• **Consigne**: Recopiez fidèlement le passage du texte sur la sculpture des anciens Pays-Bas qui s'ouvre sur les mots contenant « Le Brabant n’avait » et se clôt sur « Renier de Huy. ».

• **Texte de lecture**:
--------

À partir de 1525, Anvers prend le leadership et devient le principal producteur et exportateur de sculptures et de retables. Cette exposition propose une vaste sélection de retables anversois dont le style varie considérablement. L’un d’eux est la Circoncision du Christ, un thème souvent représenté dans l’iconographie. Ce fragment porte la marque d’une petite main, ce qui permet d’affirmer avec certitude qu’il provient d’Anvers. La qualité moyenne de ce groupe de statues laisse supposer qu’il a été produit en de nombreux exemplaires. Face à l’importance de la demande, les retables d’Anvers ont en effet été produits en masse. À partir de la moitié du 15e siècle, des points de vente – l’équivalent des showrooms actuels – voient le jour. Les sculpteurs y vendaient des retables prêts à l’emploi et des modèles semi-finis. C’est pourquoi on trouve aujourd’hui des retables d’Anvers jusqu’en Scandinavie et aux Îles Canaries.

Focus sur le Maasland et les Pays-Bas septentrionaux

Le Brabant n’avait certes pas le monopole de la sculpture. On trouve par exemple de fantastiques sculptures dans le Maasland dès le 11e siècle.  Les différents assauts iconoclastes ont malheureusement détruit une grande partie des sculptures du Nord et de l’Est des Pays-Bas. Il est donc difficile pour les chercheurs de se faire une bonne idée de la production dans ces régions. Cette exposition a donc la chance de pouvoir présenter quelques-unes des pièces les plus anciennes, datant du 11e siècle, comme le Sedes Sapientiae et le Crucifix en laiton. Ce petit Crucifix provient de l’atelier de Renier de Huy.

--------

(Données enregistrées)
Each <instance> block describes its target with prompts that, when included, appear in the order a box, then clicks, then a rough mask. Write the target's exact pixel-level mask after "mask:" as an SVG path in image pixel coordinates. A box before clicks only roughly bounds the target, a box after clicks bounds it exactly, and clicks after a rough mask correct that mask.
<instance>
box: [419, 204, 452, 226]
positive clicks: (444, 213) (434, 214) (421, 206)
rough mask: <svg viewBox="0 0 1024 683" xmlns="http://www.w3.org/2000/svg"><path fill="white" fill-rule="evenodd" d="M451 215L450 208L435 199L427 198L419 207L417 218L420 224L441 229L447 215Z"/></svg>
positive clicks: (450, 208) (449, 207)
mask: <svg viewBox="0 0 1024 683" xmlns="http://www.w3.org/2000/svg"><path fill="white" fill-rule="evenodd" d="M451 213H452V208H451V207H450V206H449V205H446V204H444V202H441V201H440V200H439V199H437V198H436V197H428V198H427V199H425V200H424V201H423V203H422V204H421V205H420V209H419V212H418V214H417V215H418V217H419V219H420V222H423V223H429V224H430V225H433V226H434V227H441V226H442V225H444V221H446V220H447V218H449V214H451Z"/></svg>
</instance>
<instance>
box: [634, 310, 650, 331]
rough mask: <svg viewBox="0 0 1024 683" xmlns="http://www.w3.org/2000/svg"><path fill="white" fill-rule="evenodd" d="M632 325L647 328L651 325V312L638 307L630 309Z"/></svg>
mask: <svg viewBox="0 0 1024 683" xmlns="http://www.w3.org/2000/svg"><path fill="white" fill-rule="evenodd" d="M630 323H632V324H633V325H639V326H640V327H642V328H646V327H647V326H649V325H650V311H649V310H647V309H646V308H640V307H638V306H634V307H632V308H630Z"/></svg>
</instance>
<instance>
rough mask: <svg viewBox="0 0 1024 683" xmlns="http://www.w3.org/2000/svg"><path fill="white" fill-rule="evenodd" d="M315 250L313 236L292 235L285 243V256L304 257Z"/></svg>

--------

• **Réponse rédigée**:
Le Brabant n’avait certes pas le monopole de la sculpture. On trouve par exemple de fantastiques sculptures dans le Maasland dès le 11e siècle.  Les différents assauts iconoclastes ont malheureusement détruit une grande partie des sculptures du Nord et de l’Est des Pays-Bas. Il est donc difficile pour les chercheurs de se faire une bonne idée de la production dans ces régions. Cette exposition a donc la chance de pouvoir présenter quelques-unes des pièces les plus anciennes, datant du 11e siècle, comme le Sedes Sapientiae et le Crucifix en laiton. Ce petit Crucifix provient de l’atelier de Renier de Huy.